**TEXT SECTION**
+---+

Why Great Teams Don’t Need Heroes
We love a good workplace hero story. The person who stayed late, fixed the issue, and saved the day. The one who logged in on Saturday and made sure everything got done. Those moments get praised, recognized, and sometimes even rewarded.
But what if those are not the things we should be celebrating?
There is a different reality underneath those stories. In November 2025, more than half of the U.S. workforce reported experiencing burnout, a level of strain that directly impacts performance, innovation, and retention across organizations. Hard work is not the issue but rather systems that require people to operate at that level just to keep things running.
When someone has to jump in and “save the day,” something else usually broke along the way. It may have been a gap in planning, a missing process, or a dependency no one accounted for. What looks like commitment on the surface is often a signal of something underneath and hero culture has a way of making those signals look impressive instead of instructive, which shifts the focus toward effort instead of understanding the cause.
The more heroes a company needs, the more its systems are asking people to compensate for what is not working.
I saw the difference firsthand last fall when my mom was suddenly in the hospital. I attended one standup from my phone while I paced the hall of the neuro wing; with machines beeping in the background, I gave a quick update to my team so they could take over and then I stepped away. I did not have to step up and be a hero that day and neither did anyone else because a company built on healthy systems is able to pivot when things go wrong.
In that moment, I did not need a hero to step in and rescue a broken system. I needed a team that could carry things forward without me, and that is exactly what happened. People stepped in, work kept moving, and priorities shifted without drama or scrambling. There were no last-minute saves, just a group of people who understood the work well enough and trusted each other enough to keep things going. That is a system worth celebrating.

+---+

**WHAT IS REQUIRED**
Reproduce the part of the text on workplace heroes from "The more heroes" to "things go wrong.", word for word.

+---+

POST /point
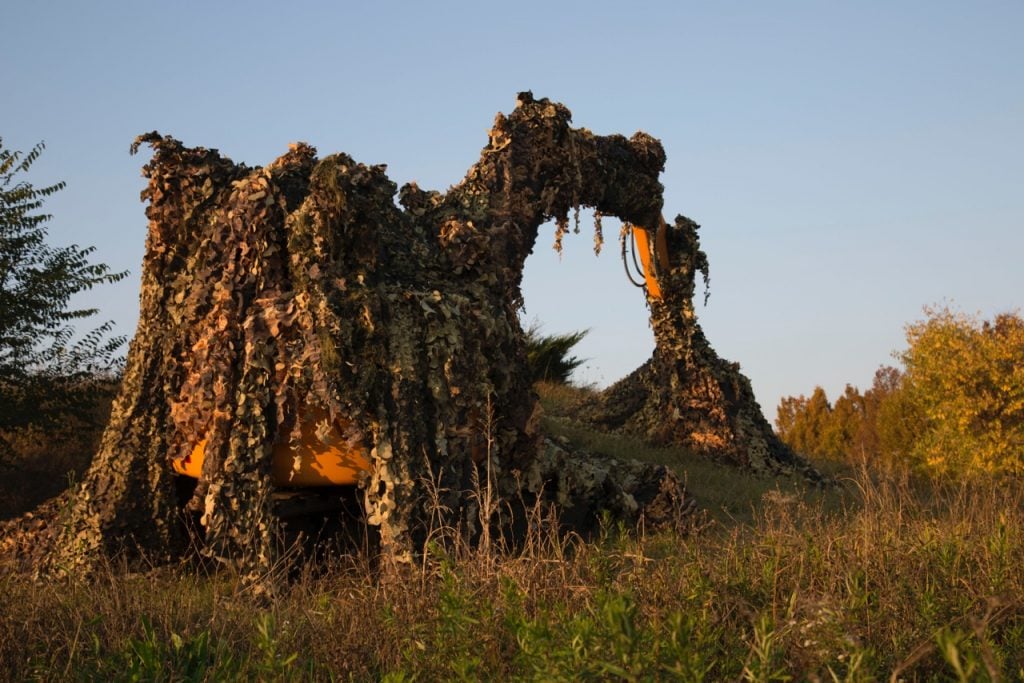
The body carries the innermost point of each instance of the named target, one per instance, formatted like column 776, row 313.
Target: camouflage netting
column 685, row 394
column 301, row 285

+---+

**RESPONSE TO THIS EXERCISE**
The more heroes a company needs, the more its systems are asking people to compensate for what is not working.
I saw the difference firsthand last fall when my mom was suddenly in the hospital. I attended one standup from my phone while I paced the hall of the neuro wing; with machines beeping in the background, I gave a quick update to my team so they could take over and then I stepped away. I did not have to step up and be a hero that day and neither did anyone else because a company built on healthy systems is able to pivot when things go wrong.